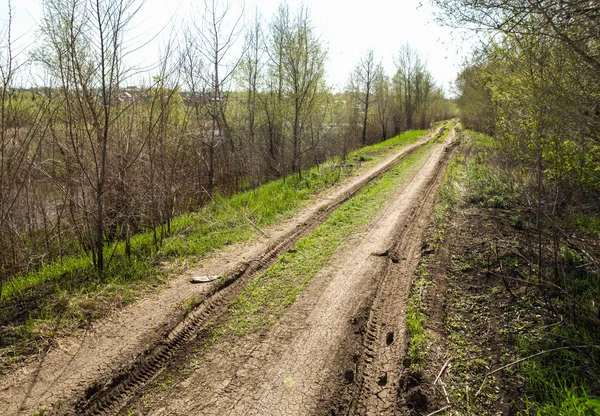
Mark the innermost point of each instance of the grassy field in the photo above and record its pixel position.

-----

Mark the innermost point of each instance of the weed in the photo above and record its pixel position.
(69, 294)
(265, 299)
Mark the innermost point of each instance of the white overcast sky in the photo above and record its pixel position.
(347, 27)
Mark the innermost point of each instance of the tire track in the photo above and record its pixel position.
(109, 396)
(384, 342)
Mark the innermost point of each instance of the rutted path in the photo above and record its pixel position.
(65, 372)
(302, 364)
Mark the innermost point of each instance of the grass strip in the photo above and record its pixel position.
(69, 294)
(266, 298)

-----

§ **STATED PROBLEM**
Collect each line of the material above that contains the string "position", matching case exactly.

§ **THE RESPONSE**
Mark the innermost point of each instance of the grassy field in the photo above and record its pixel position.
Mark the innermost point of each instance of the weed in the photo above and record its pixel position.
Mark the innermost point of each instance of the white overcast sky in the photo above and record its pixel position.
Mark the innermost point of each instance of the tire track in the photo above and record its pixel position.
Mark the innermost point of each instance of the rutted path in the photo above and record its pixel position.
Mark the innermost point of each instance of the grass strip in the photo above and record its pixel position.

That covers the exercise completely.